▶ TO-DO LIST
1. Summarize the critical infrastructure article in two sentences.
2. From the critical infrastructure article, list every structural characteristic it gives as defining criticality in practice.
3. Write the next passage of the critical infrastructure article, picking up after its final sentence.

===== PAGE EXTRACT =====

Resilient societies and liveability
Patrick Moloney
March 21, 2026
When infrastructure becomes critical
When one adjective indicates a fundamental change in what ownership, risk, and responsibility means.

In recent years, critical infrastructure systems have been subject to a series of disruptive events that have exposed their underlying fragility. Strategic energy assets have been abruptly taken offline, triggering immediate market reactions and wider geopolitical consequences. At the same time, extreme weather events have disrupted transport networks, water systems and power infrastructure simultaneously across multiple regions. These are not isolated failures but rather system-level events that signal something structural about the operating environment that infrastructure investors now operate in.
Something subtle (or indeed not so subtle…) is happening in the language of infrastructure investment, and it matters more than most investors may have yet recognised.
The word “critical” has migrated from being a general intensifier to occupying a precise, legally defined, and operationally consequential position in front of the word “infrastructure”.
It is important to note that this is not an article about regulatory compliance but rather about how a deeper shift in the nature of infrastructure is now being expressed through regulation. It is about what that linguistic and conceptual shift reveals about the nature of the assets in which infrastructure investors are placing capital, and what it demands of them in return.
The adjective that is now a name
For most of modern infrastructure finance, the investment thesis has been largely self-contained. Investors acquire essential assets, generate stable cash flows, manage operational risk, and rely on long holding periods to deliver returns. Disruption, in this model, is treated as an asset-level problem. The consequences of failure are primarily financial, and the tools for managing them are well-understood.
"Critical" infrastructure is something categorically different. The defining characteristic is not the importance of the asset to its owner, but the consequence of its failure to the systems around it. When a critical infrastructure asset fails, it cascades, causing disruption through interconnected systems such as energy into transport, transport into supply chains, and digital into everything. The failure of a single node becomes the degradation of a network, and the degradation of a network becomes a societal event.
“Critical” is not a description of how important an asset is. It is the description of what happens when it stops working"
This distinction is not semantic. It reflects a fundamental difference in how assets interact with the systems around them, and therefore a fundamental difference in how they should be assessed, managed, and valued. Some important structural characteristics below help to define what criticality means in practice.
- Non-substitutability: Services cannot be rerouted or replaced quickly. Any disruption creates immediate pressure on dependent systems.
- System dependency: Assets sit within interconnected networks e.g., energy, transport, water, and digital. Failure in one propagates through others.
- Societal reliance: Essential public functions depend on continued operation. Failure affects public safety, economic activity, and political confidence.
- Continuity expectation: Minimal tolerance for downtime exists even under extreme conditions. Restoration alone is insufficient, and continuity is the standard.
- State interest: Governments have a direct stake in performance. This introduces regulatory oversight, reporting obligations, and potential intervention.
These characteristics define not just how critical infrastructure behaves under disruption, but how it must be priced and governed across the investment lifecycle.

===== LISTED RECORDS =====

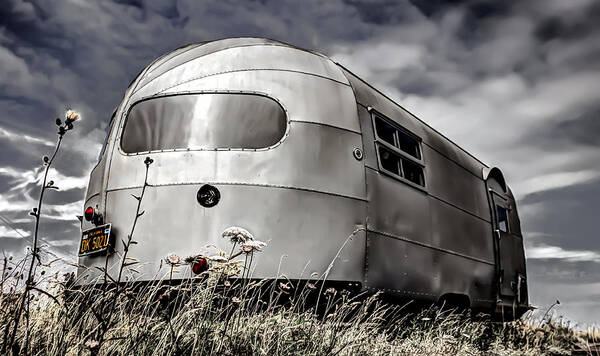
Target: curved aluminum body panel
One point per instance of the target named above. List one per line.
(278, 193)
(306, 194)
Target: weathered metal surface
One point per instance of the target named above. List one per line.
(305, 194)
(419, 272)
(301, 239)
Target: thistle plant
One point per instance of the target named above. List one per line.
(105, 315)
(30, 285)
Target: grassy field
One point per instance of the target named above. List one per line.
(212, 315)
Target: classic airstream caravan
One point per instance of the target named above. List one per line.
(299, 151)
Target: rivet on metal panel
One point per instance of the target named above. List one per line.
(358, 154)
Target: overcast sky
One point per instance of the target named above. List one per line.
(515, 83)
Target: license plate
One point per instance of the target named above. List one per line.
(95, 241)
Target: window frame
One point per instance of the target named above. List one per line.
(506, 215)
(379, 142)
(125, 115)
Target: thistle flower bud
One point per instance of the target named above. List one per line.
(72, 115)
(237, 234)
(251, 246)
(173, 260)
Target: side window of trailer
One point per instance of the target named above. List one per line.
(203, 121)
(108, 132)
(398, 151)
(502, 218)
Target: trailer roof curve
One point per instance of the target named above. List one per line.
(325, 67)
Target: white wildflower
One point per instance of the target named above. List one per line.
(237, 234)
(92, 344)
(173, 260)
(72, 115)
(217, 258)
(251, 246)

=====

▶ ANSWERS BELOW
1. Recent disruptive events have exposed the fragility of critical infrastructure systems, and the word "critical" now holds a precise, legally defined position in front of "infrastructure." Where traditional infrastructure investment treats failure as an asset-level financial problem, critical infrastructure is defined by the consequences of its failure for surrounding systems, shown in traits such as non-substitutability, system dependency, societal reliance, continuity expectation and state interest.

2.
- Non-substitutability
- System dependency
- Societal reliance
- Continuity expectation
- State interest

3.
What the CER Directive tells us, and what it does not
In January 2023, the EU's Critical Entities Resilience Directive (EU) 2022/2557 came into force, requiring member states to identify critical entities across eleven sectors and to impose obligations relating to, for example, risk assessment, resilience planning and governance.
The Directive has not created criticality but rather it has recognised and formalised it. The underlying dynamics it addresses, such as system interdependency, cascading failure pathways, societal reliance, and state interest in continuity, are already structural features of modern infrastructure systems. What the Directive does is translate those realities into a regulatory framework, making explicit what had previously been implicit.
It practical terms, it does two things.
- It creates a formal process by which assets are designated as critical, with all the obligations that follow.
- More importantly for investors, it places resilience at the centre of what operators must demonstrate. An entity subject to the Directive must not only function under normal conditions but it now must maintain continuity under stress.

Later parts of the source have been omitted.